Records for this exercise>
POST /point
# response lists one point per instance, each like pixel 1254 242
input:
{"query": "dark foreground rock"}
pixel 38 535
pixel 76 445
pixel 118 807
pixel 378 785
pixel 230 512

Activity>
All entries must come back exactly as they were written.

Solved exercise>
POST /point
# response lists one point per instance, each like pixel 1254 242
input:
{"query": "dark foreground rock"}
pixel 38 535
pixel 76 445
pixel 118 807
pixel 378 785
pixel 230 512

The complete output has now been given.